What the task asks: The lines below should be written out again in full, exactly as they are.

== Dataset entries ==

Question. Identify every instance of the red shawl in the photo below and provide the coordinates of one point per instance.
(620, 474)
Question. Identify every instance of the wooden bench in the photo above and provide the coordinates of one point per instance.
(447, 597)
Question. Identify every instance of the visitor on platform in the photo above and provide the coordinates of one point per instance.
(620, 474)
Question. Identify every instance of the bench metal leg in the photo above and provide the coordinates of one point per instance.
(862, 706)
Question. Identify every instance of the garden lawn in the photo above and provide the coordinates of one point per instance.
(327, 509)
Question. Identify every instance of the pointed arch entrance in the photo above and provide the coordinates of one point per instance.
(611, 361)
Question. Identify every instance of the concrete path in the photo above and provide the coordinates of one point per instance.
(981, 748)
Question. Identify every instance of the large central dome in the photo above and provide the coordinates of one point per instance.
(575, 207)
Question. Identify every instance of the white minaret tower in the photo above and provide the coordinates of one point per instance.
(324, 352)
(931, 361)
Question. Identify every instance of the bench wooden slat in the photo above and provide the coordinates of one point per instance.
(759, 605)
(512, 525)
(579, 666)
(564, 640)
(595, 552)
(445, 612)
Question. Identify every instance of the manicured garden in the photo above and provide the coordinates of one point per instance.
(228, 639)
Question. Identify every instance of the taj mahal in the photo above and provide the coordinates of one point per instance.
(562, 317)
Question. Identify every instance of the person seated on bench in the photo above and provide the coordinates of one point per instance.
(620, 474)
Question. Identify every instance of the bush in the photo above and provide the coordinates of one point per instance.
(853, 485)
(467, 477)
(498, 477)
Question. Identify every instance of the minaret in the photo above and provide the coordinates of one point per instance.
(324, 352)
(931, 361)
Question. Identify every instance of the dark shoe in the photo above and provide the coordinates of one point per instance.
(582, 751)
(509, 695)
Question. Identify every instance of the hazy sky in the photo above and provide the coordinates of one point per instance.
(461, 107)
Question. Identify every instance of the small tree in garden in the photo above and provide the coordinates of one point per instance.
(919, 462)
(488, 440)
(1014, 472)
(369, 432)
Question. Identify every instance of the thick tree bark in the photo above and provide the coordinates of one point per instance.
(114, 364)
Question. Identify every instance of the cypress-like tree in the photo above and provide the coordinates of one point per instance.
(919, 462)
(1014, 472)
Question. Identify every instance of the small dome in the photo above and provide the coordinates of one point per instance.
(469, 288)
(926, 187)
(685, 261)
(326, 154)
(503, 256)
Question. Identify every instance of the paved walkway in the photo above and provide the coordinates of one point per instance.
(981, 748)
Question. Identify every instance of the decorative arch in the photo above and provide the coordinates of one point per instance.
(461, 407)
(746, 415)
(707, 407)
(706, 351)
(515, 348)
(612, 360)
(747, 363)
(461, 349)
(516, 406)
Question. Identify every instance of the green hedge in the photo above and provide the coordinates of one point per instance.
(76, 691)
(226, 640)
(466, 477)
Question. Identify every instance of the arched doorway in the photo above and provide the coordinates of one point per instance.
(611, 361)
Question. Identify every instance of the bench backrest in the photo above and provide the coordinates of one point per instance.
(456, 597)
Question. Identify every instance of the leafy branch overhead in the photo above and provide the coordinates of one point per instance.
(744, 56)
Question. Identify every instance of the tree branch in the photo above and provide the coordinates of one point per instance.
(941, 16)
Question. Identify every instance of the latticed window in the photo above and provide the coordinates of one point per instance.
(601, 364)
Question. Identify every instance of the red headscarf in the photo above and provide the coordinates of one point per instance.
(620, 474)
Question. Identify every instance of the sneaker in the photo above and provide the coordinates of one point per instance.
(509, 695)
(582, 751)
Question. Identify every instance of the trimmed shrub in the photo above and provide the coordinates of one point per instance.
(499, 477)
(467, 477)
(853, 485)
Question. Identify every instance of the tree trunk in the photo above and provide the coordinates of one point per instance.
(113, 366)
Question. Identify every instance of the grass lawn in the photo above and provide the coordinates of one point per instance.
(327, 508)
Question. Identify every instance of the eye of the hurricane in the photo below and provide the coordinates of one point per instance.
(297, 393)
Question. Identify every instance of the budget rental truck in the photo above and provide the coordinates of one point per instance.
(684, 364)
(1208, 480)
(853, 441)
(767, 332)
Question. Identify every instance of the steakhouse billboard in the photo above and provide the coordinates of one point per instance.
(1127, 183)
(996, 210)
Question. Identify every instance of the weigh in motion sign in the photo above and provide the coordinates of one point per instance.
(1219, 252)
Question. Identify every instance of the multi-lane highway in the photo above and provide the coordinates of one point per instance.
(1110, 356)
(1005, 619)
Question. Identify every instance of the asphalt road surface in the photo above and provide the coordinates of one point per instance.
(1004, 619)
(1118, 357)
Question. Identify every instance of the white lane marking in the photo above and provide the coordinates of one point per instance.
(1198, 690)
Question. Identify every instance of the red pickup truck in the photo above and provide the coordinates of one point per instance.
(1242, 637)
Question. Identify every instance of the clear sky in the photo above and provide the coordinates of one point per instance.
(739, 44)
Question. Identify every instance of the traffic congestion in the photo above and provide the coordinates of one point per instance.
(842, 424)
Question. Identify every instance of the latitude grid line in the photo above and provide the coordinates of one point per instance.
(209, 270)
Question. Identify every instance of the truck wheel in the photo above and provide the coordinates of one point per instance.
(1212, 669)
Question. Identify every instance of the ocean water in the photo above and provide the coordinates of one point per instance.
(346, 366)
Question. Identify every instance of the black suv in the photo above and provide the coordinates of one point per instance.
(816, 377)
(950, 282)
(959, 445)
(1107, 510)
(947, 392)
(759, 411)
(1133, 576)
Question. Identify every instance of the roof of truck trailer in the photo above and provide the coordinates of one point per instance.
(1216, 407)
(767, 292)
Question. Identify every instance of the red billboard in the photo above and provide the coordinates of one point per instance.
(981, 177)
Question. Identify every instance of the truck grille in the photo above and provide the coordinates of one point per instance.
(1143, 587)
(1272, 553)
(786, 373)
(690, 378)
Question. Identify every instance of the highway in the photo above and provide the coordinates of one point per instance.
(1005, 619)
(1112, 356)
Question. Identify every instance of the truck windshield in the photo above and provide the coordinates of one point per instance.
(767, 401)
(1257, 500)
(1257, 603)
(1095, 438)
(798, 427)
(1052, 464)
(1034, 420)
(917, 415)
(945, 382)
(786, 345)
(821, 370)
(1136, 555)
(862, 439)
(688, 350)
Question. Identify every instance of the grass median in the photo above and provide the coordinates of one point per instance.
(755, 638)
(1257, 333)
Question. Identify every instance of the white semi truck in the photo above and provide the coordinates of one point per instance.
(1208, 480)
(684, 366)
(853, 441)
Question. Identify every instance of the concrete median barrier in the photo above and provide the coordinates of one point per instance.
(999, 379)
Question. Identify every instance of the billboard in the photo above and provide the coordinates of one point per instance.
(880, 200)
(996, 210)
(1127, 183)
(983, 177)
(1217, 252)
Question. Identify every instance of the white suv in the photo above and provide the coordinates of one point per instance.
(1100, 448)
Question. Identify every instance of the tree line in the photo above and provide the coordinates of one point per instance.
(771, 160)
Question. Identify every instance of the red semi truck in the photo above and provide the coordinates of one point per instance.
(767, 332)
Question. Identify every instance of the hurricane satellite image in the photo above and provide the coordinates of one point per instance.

===

Result:
Question. Identify every instance of the red shawl in the photo below and provide the coordinates of one point per instance.
(620, 474)
Question. Identify every instance of the wooden bench in the photo above and provide the coordinates of one point per instance.
(447, 597)
Question. Identify every instance of the visitor on platform in the photo above and provide the coordinates of one point per instance.
(620, 474)
Question. Identify every instance of the bench metal leg in the photo above and provide the coordinates of one point per instance.
(862, 706)
Question. Identify every instance of the garden lawn in the photo above and provide the coordinates of one point per instance.
(327, 509)
Question. Identify every instance of the pointed arch entrance in the photo above and provide the coordinates of one point per instance.
(611, 361)
Question. Identify every instance of the concrete path in the photo above and provide the coordinates of one point per instance.
(981, 748)
Question. Identify every instance of the large central dome in the photo above and provide the coordinates of one point per instance.
(575, 207)
Question. Identify every instance of the white minaret tower in the photo above and provide the coordinates of one point per instance.
(324, 352)
(931, 361)
Question. Identify every instance of the bench wooden slat in the photo above and provide the coordinates of one point per instance.
(759, 605)
(512, 525)
(579, 666)
(564, 640)
(595, 552)
(445, 612)
Question. Identify every instance of the manicured garden in the photo above and provide the coordinates of one point per instance.
(228, 639)
Question. Identify every instance of the taj mahal in the photo above and provide the coordinates of one point per instance.
(562, 317)
Question. Identify every instance of the person seated on bench in the photo above and provide the coordinates of one point per instance.
(620, 474)
Question. Identify every instance of the bush in the photo above and provide the coordinates of one point per instance.
(853, 485)
(467, 477)
(498, 477)
Question. Identify every instance of the minaret in the photo above and provide the coordinates of one point per instance.
(324, 352)
(931, 361)
Question. Identify every instance of the dark shoe in the photo above and provide the coordinates of one point per instance.
(582, 751)
(509, 695)
Question. Identify every instance of the hazy sky in the photo above and provide the coordinates of one point per instance.
(461, 107)
Question. Identify every instance of the small tree in garden in the photo above and provide the coordinates of one point per instance.
(919, 462)
(488, 440)
(1014, 472)
(369, 432)
Question. Identify every instance of the thick tree bark in the photo above and provide the coordinates of one point per instance.
(114, 364)
Question. Identify every instance of the cypress-like tree in the photo above and provide the coordinates of one point per instance.
(919, 462)
(1014, 472)
Question. Identify every instance of the small dome in the photo above and provide the coordinates of one point per instance.
(469, 288)
(926, 187)
(685, 261)
(326, 154)
(503, 256)
Question. Identify every instance of the paved walkway in the photo above and provide the coordinates of one point per instance.
(981, 748)
Question. Identify every instance of the decorative arch in the photo above and provide the coordinates of one point per instance.
(461, 407)
(746, 415)
(707, 407)
(706, 351)
(515, 348)
(612, 360)
(747, 363)
(461, 349)
(516, 406)
Question. Identify every instance of the green hedge in the photo above and provide the coordinates of one point per instance.
(76, 691)
(226, 640)
(466, 477)
Question. Identify every instance of the arched doorway in the photo above and provide the coordinates of one point per instance.
(611, 361)
Question. Identify every instance of the bench backrest in the photo above and provide the coordinates of one point per instance.
(456, 597)
Question. Identify every instance of the leafy branch overhead in the photo above and provide the coordinates of one point per instance.
(744, 56)
Question. Identify every instance of the tree branch in the photo above and provide the coordinates of one point per instance.
(941, 16)
Question. Identify every instance of the latticed window in the photo above and provide the coordinates of one point per instance.
(601, 364)
Question. Identify every instance of the red headscarf in the photo above and provide the coordinates of one point per instance.
(620, 474)
Question. Identify every instance of the sneaker in the photo above and provide the coordinates of one point per instance.
(509, 695)
(582, 751)
Question. Identify every instance of the trimmed shrub in the photo above and provide the coordinates of one point per instance.
(499, 477)
(467, 477)
(853, 485)
Question. Identify every instance of the tree trunk in the photo above and provide the coordinates of one point per instance.
(113, 366)
Question. Identify every instance of the grass lawn in the photo above and provide the coordinates of one point per instance.
(327, 508)
Question. Identify every instance of the eye of the hurricane in the photo below and provide the coordinates of one point per instance.
(297, 393)
Question. Identify every instance of the budget rental truck in the photo above and provide the coordinates of one point per instance.
(684, 364)
(1208, 480)
(853, 441)
(767, 332)
Question. Identify every instance of the steakhouse billboard in the photo above and provide the coordinates of one point per instance.
(1127, 183)
(996, 210)
Question. Identify every instance of the weigh in motion sign in the photo above and provide the coordinates of one point per instance.
(1219, 252)
Question. Identify every instance of the multi-lane highway in the photo above and provide the coordinates of one point per instance.
(1110, 356)
(1005, 619)
Question. Identify every instance of the asphalt road surface in the photo above and provide the coordinates of one point per instance.
(1004, 619)
(1118, 357)
Question. Identify every instance of the white lane marking in the photo above and provide the coordinates of one point per instance.
(1198, 690)
Question. Identify every instance of the red pickup truck in the photo above and provide the coordinates of one point per instance.
(1242, 637)
Question. Identify every instance of the clear sky in the photo above and provide the coordinates of one point per instance.
(739, 44)
Question. Identify every instance of the traffic congestion in the photo above and provide the coordinates of one point per instance.
(842, 424)
Question. Identify every instance of the latitude grid line in the photo above and provide the coordinates of one point per instance.
(209, 270)
Question. Identify every instance of the truck wheel in the photo above and provide the coordinates of one point per instance.
(1212, 669)
Question. Identify every instance of the ocean water in the photo above and provide the coordinates of one point per instance.
(346, 366)
Question. Identify every instance of the black suv in the photo above and provide the coordinates of one point per instance.
(816, 377)
(950, 282)
(959, 445)
(1107, 510)
(947, 392)
(759, 411)
(1133, 576)
Question. Identify every instance of the roof of truck trailer in the photo above and provide the coordinates of one point per instance.
(1216, 407)
(767, 292)
Question. Identify every instance of the red billboard in the photo above and provide the coordinates of one point per instance.
(981, 177)
Question. Identify every instance of the truck grille in the photo above and provide the coordinates of one point per instance.
(1143, 587)
(1272, 553)
(786, 373)
(690, 378)
Question. Identify every instance of the highway in the photo above and provide the coordinates of one point per instance.
(1005, 619)
(1112, 356)
Question. Identify every instance of the truck windshield in the photo above and provide the coordinates of one point per instance.
(767, 401)
(1257, 500)
(1257, 603)
(1095, 438)
(798, 427)
(1052, 464)
(1034, 420)
(917, 415)
(945, 382)
(786, 345)
(821, 370)
(1136, 555)
(862, 439)
(688, 350)
Question. Identify every instance of the grass median in the photo above and provide the coordinates of one point per instance.
(755, 638)
(1257, 333)
Question. Identify every instance of the white semi truck in the photo above and provide the coordinates of one point per instance.
(1208, 480)
(684, 366)
(853, 441)
Question. Identify every instance of the concrete median barrier in the photo above and provide the coordinates of one point per instance.
(999, 379)
Question. Identify every instance of the billboard in the photo above and provide the coordinates of one point per instance.
(880, 200)
(996, 210)
(1127, 183)
(983, 177)
(1217, 252)
Question. Identify every instance of the white suv in the photo above and provide the coordinates of one point per instance.
(1100, 448)
Question. Identify every instance of the tree line in the photo above and provide the coordinates of one point per instance.
(771, 160)
Question. Identify every instance of the red semi truck in the photo above and provide the coordinates of one point per instance.
(767, 332)
Question. Identify every instance of the hurricane satellite image in the photo above and provide the coordinates of one point per instance.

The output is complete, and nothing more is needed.